━━ Information given ━━

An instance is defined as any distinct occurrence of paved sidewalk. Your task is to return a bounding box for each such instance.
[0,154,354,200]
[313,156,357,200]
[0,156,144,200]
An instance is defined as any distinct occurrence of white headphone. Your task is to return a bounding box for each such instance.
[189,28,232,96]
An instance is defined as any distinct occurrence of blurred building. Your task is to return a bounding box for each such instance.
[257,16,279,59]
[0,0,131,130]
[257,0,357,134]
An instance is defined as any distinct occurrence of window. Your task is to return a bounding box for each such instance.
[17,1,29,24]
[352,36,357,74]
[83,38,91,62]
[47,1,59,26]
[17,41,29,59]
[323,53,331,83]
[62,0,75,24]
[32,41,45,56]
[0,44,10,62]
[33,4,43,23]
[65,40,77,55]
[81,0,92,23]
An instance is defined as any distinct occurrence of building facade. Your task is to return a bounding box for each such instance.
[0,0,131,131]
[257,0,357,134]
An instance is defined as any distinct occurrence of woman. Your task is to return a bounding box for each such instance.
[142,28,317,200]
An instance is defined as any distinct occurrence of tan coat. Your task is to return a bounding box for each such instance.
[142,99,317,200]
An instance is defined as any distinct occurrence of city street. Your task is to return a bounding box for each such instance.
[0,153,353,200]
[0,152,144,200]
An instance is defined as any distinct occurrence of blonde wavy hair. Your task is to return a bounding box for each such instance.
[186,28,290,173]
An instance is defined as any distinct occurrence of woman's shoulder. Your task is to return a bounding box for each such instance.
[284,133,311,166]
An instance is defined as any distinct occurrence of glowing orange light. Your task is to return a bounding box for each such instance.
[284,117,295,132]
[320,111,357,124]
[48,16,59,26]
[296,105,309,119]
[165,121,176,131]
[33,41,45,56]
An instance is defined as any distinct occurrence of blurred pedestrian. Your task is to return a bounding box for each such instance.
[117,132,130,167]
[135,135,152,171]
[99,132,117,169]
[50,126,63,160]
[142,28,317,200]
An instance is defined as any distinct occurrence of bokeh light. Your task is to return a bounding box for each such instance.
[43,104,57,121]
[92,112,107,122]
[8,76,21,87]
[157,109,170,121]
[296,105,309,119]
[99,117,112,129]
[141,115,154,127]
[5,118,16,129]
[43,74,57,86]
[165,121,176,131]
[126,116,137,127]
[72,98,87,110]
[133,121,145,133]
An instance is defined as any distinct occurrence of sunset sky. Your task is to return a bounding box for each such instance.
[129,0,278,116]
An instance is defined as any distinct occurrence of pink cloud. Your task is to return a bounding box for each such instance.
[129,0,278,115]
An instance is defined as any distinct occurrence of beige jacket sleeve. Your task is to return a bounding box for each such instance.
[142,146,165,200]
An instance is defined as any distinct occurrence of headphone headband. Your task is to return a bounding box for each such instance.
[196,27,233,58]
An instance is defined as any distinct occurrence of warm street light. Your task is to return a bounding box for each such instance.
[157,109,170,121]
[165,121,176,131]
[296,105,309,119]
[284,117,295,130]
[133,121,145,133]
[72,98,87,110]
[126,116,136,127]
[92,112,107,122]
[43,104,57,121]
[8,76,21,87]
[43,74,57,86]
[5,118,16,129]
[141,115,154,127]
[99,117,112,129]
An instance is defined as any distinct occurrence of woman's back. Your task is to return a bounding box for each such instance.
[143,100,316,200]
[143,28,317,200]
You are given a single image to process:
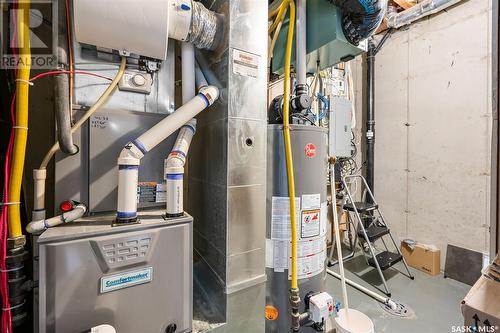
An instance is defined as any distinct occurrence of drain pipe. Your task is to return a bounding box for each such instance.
[366,40,375,195]
[164,42,196,217]
[387,0,463,29]
[326,269,398,310]
[115,86,219,224]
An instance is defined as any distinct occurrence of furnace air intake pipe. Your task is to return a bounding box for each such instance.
[116,86,219,223]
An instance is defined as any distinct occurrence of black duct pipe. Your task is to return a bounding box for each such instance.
[54,38,78,155]
[329,0,387,45]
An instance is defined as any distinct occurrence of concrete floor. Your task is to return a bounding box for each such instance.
[327,256,470,333]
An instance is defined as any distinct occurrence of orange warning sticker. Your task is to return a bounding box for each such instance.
[266,305,278,320]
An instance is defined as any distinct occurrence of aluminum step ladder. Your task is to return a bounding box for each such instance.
[328,175,414,297]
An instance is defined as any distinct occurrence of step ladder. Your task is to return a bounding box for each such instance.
[328,175,414,297]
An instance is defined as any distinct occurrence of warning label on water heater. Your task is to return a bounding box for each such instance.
[233,49,260,78]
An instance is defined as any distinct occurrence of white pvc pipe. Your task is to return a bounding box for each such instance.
[326,269,398,310]
[330,164,349,323]
[116,86,219,222]
[31,169,47,220]
[295,0,307,85]
[26,204,87,233]
[387,0,463,29]
[181,42,196,104]
[137,86,219,151]
[164,42,196,217]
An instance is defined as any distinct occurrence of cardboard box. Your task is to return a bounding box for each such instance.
[401,242,441,275]
[461,276,500,332]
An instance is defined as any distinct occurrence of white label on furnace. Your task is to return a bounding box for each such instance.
[233,49,260,78]
[271,197,300,241]
[156,183,167,202]
[302,193,321,209]
[319,201,328,236]
[300,209,321,238]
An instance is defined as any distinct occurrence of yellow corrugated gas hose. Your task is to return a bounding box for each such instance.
[283,1,299,289]
[8,0,31,238]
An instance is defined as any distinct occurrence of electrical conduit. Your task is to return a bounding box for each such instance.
[116,86,219,223]
[8,0,31,239]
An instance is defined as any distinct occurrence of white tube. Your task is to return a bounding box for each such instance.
[165,118,196,217]
[31,169,47,220]
[326,269,398,310]
[181,42,196,104]
[195,62,208,90]
[295,0,307,85]
[26,204,87,233]
[136,86,219,152]
[165,43,196,217]
[387,0,463,29]
[330,164,349,323]
[116,86,219,223]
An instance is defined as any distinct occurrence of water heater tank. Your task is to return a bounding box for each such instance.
[266,125,328,333]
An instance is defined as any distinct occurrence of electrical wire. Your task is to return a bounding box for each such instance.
[40,57,127,169]
[66,0,73,123]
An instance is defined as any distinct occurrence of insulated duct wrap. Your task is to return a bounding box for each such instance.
[329,0,387,45]
[186,1,217,50]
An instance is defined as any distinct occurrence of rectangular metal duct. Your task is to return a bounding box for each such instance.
[187,0,267,311]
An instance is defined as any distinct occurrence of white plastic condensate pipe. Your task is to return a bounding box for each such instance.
[330,163,349,322]
[295,0,307,85]
[326,269,398,310]
[26,204,87,233]
[116,86,219,223]
[164,42,196,217]
[387,0,463,29]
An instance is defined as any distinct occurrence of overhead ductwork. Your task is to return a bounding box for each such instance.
[329,0,387,45]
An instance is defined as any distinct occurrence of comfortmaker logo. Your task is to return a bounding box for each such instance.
[0,0,59,69]
[101,267,153,293]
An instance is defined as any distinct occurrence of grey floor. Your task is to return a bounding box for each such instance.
[327,252,470,333]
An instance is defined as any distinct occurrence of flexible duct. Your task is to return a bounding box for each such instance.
[329,0,387,45]
[186,1,222,50]
[54,43,78,155]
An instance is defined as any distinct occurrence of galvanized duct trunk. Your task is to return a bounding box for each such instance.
[266,125,328,332]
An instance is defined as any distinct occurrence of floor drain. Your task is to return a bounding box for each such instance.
[380,301,414,317]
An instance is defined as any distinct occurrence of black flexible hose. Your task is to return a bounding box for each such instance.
[329,0,387,45]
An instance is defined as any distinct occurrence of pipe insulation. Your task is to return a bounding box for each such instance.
[329,0,387,45]
[54,42,79,155]
[26,203,87,234]
[387,0,463,29]
[116,86,219,223]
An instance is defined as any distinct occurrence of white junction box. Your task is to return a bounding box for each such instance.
[328,96,352,157]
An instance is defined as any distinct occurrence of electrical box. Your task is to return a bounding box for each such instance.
[328,96,352,157]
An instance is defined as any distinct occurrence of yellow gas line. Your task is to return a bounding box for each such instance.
[283,0,299,289]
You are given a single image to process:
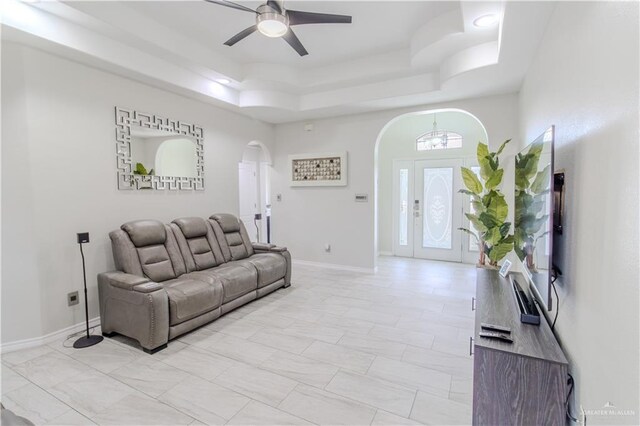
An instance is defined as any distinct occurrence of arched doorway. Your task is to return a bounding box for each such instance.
[238,141,271,242]
[375,109,487,263]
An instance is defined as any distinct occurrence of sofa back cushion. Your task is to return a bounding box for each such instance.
[209,213,253,262]
[116,220,186,282]
[170,217,225,272]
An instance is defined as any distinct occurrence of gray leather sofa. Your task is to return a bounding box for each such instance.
[98,214,291,353]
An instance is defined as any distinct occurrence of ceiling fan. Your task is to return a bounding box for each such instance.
[205,0,351,56]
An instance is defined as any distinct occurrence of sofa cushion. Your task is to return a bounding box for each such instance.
[209,214,254,262]
[162,274,223,326]
[210,262,258,304]
[211,213,240,233]
[138,244,177,282]
[117,220,186,282]
[121,220,167,247]
[245,253,287,288]
[173,217,208,238]
[170,217,225,272]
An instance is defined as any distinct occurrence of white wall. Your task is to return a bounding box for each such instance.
[520,2,640,424]
[378,111,488,253]
[2,43,273,343]
[272,94,518,268]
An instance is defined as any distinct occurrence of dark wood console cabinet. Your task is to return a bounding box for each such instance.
[472,268,568,425]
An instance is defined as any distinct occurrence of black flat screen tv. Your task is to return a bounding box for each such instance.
[514,126,554,311]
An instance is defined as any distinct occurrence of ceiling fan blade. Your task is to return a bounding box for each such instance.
[224,25,258,46]
[282,28,309,56]
[287,10,351,25]
[204,0,258,14]
[267,0,282,13]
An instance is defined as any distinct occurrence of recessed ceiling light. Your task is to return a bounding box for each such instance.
[473,14,498,28]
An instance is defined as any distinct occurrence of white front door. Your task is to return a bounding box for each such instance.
[413,160,462,262]
[238,161,260,241]
[393,160,463,262]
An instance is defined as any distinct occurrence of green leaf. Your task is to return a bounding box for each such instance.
[458,228,480,241]
[476,142,489,163]
[474,212,500,229]
[471,197,485,215]
[465,213,488,232]
[496,139,511,155]
[500,222,511,238]
[136,163,148,175]
[484,227,502,246]
[485,169,504,189]
[531,164,551,194]
[478,156,493,181]
[460,167,482,195]
[487,193,509,226]
[488,243,513,262]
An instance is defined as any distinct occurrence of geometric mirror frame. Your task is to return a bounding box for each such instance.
[115,107,204,191]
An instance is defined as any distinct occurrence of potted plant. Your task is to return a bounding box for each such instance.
[514,143,551,272]
[458,139,514,268]
[131,163,155,189]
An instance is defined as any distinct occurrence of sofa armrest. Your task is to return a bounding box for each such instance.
[98,271,169,352]
[98,271,162,293]
[253,243,287,253]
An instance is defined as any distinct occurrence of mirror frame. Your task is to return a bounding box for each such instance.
[115,107,204,191]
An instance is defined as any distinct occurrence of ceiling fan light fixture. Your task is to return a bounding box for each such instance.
[473,13,498,28]
[257,9,289,38]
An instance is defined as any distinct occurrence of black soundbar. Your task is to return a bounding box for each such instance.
[512,278,540,325]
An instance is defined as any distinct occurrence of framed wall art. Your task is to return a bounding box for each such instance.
[289,152,347,186]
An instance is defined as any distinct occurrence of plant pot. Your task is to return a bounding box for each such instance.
[476,263,500,271]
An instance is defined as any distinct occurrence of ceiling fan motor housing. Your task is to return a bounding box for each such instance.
[256,4,289,37]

━━━

The request: Starting with the line containing "An instance is defined as any distinct occurrence of white pvc" and going on through the line containing "[300,209,321,238]", give those lines of the material again, changing "cardboard box" to "storage box" and leaving everything else unchanged.

Exercise solution:
An instance is defined as any distinct occurrence of white pvc pipe. Your task is to return a bounding box for each such instance.
[326,269,398,310]
[330,164,349,323]
[116,86,219,222]
[31,169,47,220]
[295,0,307,85]
[26,204,87,233]
[387,0,463,29]
[181,42,196,104]
[137,86,219,151]
[164,42,196,217]
An instance is defined as any distinct occurrence of storage box. Your task is to return a bounding box for each such instance.
[401,242,441,275]
[461,276,500,332]
An instance is defined as any distinct occurrence of white label on furnace. Your task is to return a bounding box for each such instance.
[233,49,260,78]
[271,197,300,241]
[156,183,167,202]
[302,193,321,209]
[319,201,328,236]
[300,209,321,238]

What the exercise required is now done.